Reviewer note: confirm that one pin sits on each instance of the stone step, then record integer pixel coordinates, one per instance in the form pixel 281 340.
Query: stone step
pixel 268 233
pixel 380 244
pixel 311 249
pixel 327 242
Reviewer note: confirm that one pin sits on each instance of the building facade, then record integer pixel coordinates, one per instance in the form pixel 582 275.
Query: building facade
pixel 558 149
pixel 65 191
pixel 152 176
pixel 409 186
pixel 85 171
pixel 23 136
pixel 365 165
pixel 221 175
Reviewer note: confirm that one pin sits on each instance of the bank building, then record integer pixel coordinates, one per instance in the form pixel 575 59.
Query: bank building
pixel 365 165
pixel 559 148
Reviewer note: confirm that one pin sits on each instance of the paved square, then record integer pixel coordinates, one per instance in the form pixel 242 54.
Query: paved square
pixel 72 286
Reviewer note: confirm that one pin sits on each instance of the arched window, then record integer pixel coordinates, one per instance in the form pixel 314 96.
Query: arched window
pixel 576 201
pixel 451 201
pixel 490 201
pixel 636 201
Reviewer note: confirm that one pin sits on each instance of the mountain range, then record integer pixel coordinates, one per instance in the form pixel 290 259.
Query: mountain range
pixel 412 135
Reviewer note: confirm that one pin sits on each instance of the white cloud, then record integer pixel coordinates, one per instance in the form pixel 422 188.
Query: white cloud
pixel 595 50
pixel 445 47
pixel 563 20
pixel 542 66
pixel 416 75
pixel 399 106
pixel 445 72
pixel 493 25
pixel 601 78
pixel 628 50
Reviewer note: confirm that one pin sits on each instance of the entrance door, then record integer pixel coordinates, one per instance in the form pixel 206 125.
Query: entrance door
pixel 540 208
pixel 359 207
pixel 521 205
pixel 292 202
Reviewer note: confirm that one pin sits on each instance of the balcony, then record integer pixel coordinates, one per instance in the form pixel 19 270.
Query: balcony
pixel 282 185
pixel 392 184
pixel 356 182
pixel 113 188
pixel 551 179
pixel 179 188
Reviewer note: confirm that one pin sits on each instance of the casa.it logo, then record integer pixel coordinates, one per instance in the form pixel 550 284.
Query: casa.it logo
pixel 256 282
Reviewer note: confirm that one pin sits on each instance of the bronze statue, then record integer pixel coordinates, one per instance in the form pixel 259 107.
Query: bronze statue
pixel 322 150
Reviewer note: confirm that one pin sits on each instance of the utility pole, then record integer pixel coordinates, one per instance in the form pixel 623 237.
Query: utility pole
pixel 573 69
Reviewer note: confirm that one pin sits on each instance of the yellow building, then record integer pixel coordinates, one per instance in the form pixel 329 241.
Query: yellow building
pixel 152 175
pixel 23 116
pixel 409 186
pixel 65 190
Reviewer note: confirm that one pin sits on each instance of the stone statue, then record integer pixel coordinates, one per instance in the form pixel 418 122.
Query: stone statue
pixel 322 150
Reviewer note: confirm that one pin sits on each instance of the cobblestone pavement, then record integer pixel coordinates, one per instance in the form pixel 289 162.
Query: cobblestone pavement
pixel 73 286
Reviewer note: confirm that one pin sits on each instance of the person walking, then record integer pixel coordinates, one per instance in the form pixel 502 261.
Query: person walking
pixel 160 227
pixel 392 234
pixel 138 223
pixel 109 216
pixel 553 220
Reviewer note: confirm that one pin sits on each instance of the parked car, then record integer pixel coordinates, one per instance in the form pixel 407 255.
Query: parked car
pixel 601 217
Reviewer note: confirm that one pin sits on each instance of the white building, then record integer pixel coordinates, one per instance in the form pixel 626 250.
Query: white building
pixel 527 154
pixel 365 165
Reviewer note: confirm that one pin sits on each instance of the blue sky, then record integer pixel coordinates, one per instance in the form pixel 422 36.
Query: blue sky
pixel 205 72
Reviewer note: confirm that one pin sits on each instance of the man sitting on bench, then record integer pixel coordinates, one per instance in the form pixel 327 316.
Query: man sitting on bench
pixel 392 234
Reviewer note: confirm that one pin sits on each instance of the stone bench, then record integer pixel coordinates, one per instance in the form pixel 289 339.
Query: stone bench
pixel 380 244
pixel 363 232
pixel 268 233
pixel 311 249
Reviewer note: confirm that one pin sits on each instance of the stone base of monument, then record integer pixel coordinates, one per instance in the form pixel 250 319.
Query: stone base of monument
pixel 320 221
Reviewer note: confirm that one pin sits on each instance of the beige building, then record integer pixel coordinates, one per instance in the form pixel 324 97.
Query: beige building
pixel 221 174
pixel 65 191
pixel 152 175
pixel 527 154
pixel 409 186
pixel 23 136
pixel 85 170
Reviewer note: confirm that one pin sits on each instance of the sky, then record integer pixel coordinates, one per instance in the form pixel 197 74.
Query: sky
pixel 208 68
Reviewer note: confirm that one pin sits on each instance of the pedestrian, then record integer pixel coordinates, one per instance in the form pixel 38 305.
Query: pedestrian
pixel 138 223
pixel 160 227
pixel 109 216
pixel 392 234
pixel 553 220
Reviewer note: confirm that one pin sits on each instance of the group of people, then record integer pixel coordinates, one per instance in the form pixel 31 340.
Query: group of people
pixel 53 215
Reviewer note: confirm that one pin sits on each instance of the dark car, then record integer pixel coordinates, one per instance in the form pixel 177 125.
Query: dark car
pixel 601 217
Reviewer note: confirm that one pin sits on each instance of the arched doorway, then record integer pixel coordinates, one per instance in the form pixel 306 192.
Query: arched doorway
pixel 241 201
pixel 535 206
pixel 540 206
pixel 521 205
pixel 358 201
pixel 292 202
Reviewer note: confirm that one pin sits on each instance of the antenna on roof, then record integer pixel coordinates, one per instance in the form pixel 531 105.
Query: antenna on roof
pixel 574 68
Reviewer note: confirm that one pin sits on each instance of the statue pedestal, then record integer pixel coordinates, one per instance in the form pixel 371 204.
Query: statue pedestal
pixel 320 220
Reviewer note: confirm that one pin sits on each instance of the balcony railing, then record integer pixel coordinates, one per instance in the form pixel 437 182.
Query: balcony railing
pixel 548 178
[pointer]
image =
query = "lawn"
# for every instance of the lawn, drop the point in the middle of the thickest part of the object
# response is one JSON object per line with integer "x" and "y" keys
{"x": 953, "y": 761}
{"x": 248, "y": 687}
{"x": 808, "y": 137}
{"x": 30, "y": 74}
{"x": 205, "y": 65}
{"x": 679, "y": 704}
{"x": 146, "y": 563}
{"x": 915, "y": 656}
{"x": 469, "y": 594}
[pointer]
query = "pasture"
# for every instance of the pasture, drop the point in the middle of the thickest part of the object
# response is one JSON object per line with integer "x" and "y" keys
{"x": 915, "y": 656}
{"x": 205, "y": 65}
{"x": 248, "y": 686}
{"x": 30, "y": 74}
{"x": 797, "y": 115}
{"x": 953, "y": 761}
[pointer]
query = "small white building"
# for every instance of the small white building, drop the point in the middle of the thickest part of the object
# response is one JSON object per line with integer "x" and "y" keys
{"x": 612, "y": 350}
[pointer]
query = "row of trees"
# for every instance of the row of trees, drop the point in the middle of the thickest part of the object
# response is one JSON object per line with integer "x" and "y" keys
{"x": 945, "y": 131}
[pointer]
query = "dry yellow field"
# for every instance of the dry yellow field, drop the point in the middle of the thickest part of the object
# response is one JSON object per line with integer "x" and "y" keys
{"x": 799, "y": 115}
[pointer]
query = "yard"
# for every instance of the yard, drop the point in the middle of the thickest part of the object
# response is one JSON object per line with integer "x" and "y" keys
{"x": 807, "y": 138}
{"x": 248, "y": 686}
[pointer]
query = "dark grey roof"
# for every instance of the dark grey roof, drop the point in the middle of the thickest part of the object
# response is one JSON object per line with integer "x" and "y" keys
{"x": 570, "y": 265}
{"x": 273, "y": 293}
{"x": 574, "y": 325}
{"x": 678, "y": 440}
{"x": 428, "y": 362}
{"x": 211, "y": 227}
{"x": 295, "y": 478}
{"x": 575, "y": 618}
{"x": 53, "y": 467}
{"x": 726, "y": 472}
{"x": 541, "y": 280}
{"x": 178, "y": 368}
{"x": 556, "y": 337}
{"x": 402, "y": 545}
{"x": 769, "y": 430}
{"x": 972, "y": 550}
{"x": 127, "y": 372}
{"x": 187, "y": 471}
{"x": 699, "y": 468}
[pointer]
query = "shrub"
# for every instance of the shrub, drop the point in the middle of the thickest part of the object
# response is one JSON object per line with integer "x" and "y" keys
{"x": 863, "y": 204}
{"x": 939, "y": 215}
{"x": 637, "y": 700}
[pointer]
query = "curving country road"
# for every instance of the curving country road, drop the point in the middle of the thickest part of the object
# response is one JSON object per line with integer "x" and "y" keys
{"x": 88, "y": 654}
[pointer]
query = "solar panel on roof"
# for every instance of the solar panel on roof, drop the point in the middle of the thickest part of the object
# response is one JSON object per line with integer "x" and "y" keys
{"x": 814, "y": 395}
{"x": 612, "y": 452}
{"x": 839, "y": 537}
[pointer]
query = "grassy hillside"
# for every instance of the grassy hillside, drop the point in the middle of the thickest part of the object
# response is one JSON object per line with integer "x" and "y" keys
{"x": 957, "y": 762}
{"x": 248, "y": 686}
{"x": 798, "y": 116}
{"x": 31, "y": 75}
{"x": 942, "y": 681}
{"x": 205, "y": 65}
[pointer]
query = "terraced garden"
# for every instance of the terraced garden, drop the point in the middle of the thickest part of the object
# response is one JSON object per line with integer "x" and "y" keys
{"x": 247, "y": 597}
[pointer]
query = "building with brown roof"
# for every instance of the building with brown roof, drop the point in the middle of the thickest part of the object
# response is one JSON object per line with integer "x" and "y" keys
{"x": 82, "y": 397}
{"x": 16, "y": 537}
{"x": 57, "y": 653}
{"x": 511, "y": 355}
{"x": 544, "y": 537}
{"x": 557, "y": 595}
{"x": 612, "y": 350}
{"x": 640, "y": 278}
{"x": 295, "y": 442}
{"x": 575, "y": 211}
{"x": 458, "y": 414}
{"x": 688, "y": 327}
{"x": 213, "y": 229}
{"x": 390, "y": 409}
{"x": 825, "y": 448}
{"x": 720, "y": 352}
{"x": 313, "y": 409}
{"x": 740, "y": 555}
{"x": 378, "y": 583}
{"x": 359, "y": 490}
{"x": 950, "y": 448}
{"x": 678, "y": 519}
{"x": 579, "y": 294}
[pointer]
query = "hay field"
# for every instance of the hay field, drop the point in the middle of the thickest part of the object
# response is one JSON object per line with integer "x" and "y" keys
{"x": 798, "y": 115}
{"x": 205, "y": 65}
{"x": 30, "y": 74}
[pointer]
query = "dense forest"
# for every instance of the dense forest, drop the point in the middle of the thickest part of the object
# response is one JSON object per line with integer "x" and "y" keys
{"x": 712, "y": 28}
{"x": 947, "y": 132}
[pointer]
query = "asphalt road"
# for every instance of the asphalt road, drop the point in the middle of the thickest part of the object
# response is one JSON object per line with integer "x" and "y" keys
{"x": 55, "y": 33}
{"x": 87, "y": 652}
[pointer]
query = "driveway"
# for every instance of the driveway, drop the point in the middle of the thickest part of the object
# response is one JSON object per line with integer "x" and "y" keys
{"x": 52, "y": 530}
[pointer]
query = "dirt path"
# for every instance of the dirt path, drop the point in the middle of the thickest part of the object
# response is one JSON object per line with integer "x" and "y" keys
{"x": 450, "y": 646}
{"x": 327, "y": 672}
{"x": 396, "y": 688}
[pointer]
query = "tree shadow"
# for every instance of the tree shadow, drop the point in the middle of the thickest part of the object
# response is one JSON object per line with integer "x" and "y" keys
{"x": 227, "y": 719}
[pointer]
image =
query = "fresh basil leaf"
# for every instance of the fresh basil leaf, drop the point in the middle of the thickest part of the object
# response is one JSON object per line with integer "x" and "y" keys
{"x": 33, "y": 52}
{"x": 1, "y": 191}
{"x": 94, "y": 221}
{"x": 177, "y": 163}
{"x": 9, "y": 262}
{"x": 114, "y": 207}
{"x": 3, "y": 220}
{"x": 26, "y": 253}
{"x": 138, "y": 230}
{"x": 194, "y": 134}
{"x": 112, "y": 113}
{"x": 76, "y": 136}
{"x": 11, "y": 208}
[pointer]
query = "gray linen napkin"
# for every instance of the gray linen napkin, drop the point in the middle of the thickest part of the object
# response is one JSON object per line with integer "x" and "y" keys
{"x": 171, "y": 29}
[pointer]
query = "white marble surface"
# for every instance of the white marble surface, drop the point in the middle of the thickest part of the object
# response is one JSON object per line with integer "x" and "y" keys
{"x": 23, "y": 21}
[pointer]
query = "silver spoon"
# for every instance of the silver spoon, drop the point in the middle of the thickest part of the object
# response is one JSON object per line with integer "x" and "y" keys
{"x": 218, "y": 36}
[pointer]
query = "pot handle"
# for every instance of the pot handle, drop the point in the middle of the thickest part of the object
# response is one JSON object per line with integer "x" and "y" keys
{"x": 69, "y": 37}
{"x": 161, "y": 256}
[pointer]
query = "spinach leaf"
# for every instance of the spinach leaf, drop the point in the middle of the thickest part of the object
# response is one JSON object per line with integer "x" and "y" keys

_ _ _ _

● Goal of the exercise
Which of the lines above contain the string "field"? Report each one in full.

● Solved problem
query = "dry yellow field"
# for every instance of the dry yellow field, drop the point in the middle of the thickest part of the object
query = "hay field"
# for every instance of the hay field, drop the point in the middle of the thickest part of the object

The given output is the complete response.